SHORT EXERCISE: Extract every row below that contains the word "plant", copying each one in full.

THE INPUT:
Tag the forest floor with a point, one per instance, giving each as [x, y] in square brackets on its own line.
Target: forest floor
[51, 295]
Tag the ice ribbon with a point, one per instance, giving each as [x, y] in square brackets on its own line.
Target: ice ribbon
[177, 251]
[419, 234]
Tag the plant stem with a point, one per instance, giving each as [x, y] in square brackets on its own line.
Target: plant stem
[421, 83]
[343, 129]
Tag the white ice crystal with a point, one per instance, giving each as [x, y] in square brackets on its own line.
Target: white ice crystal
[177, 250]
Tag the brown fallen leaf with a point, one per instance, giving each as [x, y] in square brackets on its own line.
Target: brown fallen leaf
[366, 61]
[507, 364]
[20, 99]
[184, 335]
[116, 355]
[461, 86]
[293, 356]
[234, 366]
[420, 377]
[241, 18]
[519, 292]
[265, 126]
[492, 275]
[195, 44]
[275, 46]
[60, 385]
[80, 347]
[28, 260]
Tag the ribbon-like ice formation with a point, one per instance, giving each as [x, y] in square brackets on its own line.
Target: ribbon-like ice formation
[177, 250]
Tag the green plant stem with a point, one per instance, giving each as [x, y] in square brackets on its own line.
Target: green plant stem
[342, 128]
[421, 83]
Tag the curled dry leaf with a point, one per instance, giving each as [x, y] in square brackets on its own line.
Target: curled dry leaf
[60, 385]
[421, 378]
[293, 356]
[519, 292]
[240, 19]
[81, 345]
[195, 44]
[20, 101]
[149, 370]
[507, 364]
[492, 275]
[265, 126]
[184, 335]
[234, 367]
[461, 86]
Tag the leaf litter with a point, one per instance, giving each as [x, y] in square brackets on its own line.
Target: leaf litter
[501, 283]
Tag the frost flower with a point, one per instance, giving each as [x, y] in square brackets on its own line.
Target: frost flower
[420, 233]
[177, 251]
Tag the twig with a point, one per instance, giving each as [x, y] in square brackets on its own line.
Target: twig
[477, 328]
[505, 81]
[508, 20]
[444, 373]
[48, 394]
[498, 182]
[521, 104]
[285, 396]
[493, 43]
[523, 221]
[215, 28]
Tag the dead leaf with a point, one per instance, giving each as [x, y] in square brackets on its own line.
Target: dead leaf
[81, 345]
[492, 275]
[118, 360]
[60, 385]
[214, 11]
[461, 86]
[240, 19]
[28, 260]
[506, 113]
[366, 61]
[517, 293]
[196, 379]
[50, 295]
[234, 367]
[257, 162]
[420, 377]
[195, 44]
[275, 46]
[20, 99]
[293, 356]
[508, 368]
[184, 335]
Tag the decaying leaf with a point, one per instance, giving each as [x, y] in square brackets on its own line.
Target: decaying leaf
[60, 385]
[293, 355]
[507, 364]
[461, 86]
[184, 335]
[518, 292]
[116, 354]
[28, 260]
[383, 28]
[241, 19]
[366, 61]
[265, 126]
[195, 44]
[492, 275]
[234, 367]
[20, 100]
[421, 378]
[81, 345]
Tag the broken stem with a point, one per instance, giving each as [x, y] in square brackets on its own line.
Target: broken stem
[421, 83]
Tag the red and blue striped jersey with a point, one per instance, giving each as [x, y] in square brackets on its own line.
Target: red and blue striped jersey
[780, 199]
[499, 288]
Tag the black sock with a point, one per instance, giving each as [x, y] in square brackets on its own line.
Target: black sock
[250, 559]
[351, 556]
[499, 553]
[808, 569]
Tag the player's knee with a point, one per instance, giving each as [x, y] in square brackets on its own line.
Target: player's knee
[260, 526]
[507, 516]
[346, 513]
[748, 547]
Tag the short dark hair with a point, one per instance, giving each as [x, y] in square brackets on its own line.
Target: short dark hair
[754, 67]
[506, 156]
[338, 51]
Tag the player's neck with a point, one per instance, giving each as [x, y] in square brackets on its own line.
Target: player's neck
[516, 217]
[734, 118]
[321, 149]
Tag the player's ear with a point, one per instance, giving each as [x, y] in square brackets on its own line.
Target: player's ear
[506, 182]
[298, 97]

* * *

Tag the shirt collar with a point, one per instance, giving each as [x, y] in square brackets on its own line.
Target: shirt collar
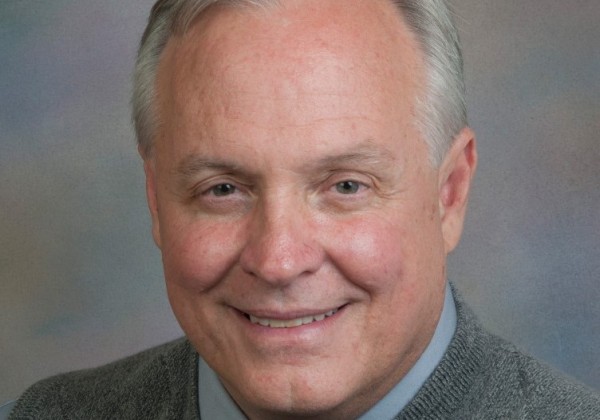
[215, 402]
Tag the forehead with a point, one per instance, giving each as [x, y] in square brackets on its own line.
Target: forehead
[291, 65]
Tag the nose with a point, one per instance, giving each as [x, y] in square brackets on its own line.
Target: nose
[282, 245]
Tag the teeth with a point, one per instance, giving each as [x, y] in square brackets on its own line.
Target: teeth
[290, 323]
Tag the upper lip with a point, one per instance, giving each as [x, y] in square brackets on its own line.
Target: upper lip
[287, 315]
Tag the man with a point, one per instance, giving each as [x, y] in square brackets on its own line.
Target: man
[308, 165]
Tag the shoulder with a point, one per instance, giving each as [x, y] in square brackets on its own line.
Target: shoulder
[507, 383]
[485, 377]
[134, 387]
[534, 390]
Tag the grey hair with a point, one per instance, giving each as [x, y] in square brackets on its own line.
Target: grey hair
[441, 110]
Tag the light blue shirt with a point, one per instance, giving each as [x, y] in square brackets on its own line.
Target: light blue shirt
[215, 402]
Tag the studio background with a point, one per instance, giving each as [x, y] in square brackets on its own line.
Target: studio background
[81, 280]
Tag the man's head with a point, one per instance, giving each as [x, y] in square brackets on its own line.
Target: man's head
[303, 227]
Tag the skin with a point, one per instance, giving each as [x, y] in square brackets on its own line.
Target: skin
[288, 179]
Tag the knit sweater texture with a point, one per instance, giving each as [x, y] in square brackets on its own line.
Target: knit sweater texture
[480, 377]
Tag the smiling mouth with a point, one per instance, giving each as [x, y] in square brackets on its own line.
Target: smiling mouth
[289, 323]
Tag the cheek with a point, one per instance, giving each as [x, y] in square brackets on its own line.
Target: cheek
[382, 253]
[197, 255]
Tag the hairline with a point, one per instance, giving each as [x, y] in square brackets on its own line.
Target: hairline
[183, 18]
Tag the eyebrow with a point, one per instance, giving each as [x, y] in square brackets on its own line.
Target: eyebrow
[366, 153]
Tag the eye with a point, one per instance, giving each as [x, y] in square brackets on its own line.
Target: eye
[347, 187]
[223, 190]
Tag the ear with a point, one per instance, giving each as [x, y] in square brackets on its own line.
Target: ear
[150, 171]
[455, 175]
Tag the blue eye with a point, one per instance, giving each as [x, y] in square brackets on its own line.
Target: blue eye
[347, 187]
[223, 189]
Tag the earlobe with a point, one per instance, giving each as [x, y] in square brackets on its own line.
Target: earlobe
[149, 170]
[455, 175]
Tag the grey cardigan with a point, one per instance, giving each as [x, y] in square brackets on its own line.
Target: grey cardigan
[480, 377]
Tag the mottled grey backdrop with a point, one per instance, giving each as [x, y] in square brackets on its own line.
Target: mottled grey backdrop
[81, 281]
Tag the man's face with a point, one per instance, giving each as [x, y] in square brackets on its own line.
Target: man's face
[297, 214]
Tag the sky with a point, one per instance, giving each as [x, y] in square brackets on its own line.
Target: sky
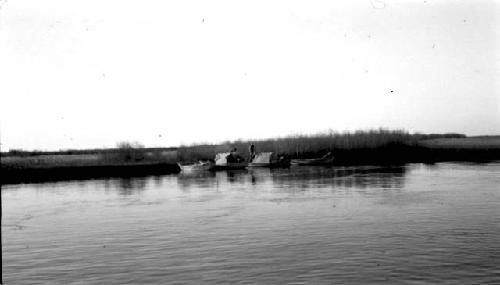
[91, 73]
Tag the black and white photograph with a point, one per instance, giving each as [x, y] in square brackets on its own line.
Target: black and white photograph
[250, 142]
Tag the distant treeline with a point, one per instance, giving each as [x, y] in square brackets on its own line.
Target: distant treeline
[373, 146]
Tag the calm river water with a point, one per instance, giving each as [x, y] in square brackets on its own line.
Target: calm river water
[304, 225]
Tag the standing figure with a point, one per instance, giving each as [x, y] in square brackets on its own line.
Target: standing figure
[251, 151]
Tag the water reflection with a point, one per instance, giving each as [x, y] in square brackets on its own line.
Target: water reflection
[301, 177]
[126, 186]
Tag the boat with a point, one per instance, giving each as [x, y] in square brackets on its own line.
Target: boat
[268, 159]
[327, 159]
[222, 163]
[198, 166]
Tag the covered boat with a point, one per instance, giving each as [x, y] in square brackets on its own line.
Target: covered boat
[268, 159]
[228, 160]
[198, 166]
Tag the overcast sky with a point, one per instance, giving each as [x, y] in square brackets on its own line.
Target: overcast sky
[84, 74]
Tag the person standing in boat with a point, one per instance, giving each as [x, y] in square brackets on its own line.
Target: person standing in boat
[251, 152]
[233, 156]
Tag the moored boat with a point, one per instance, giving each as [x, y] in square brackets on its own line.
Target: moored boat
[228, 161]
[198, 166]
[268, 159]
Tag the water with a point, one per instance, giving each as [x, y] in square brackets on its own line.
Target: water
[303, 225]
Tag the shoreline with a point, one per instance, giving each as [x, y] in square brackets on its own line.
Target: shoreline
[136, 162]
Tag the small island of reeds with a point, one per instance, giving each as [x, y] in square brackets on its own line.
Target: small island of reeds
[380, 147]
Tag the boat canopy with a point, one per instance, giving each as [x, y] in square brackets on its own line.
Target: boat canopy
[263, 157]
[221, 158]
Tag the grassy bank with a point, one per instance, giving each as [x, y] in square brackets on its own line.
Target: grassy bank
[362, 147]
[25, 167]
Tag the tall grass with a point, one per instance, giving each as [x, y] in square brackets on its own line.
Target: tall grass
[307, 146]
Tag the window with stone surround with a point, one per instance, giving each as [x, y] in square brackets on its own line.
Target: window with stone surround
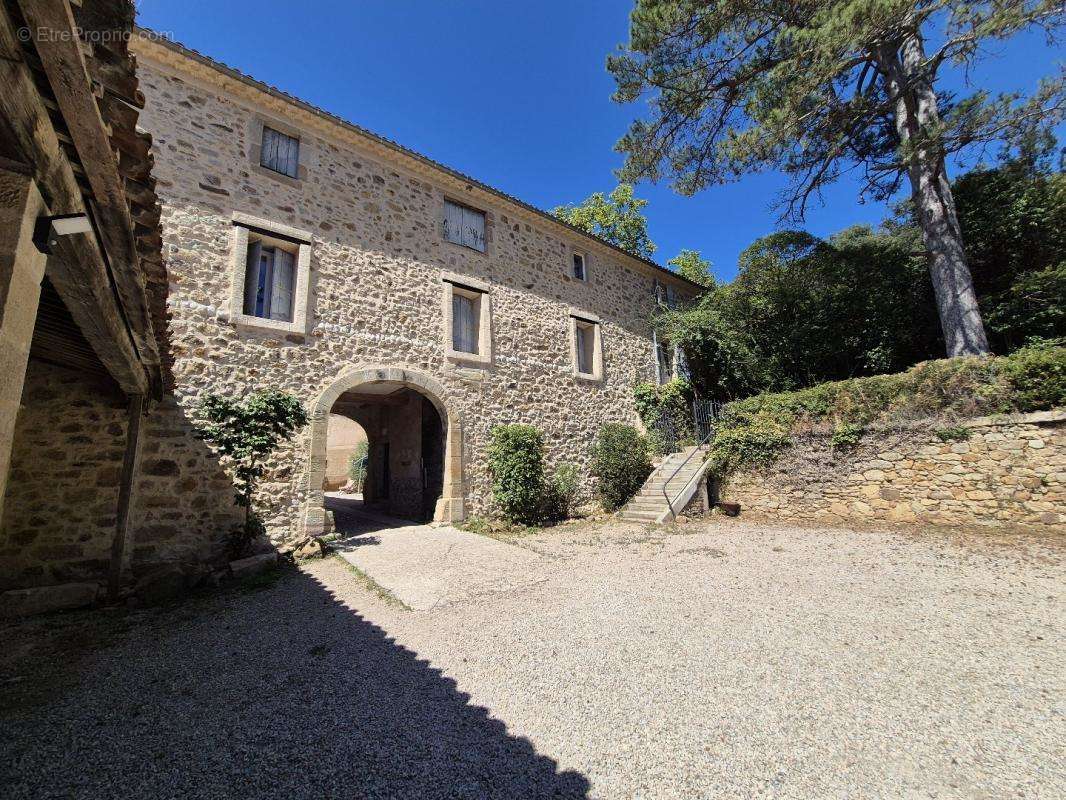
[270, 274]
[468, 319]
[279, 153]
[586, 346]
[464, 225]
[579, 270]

OUTPUT FOR THIS EXERCISE:
Tag the plant stem with a point, one per instance, giving each as [x, y] in square brackets on its own line.
Target: plant stem
Tag the green plant stem with a point, one per instance, giving each as [x, y] in square brackets on its own line.
Target: green plant stem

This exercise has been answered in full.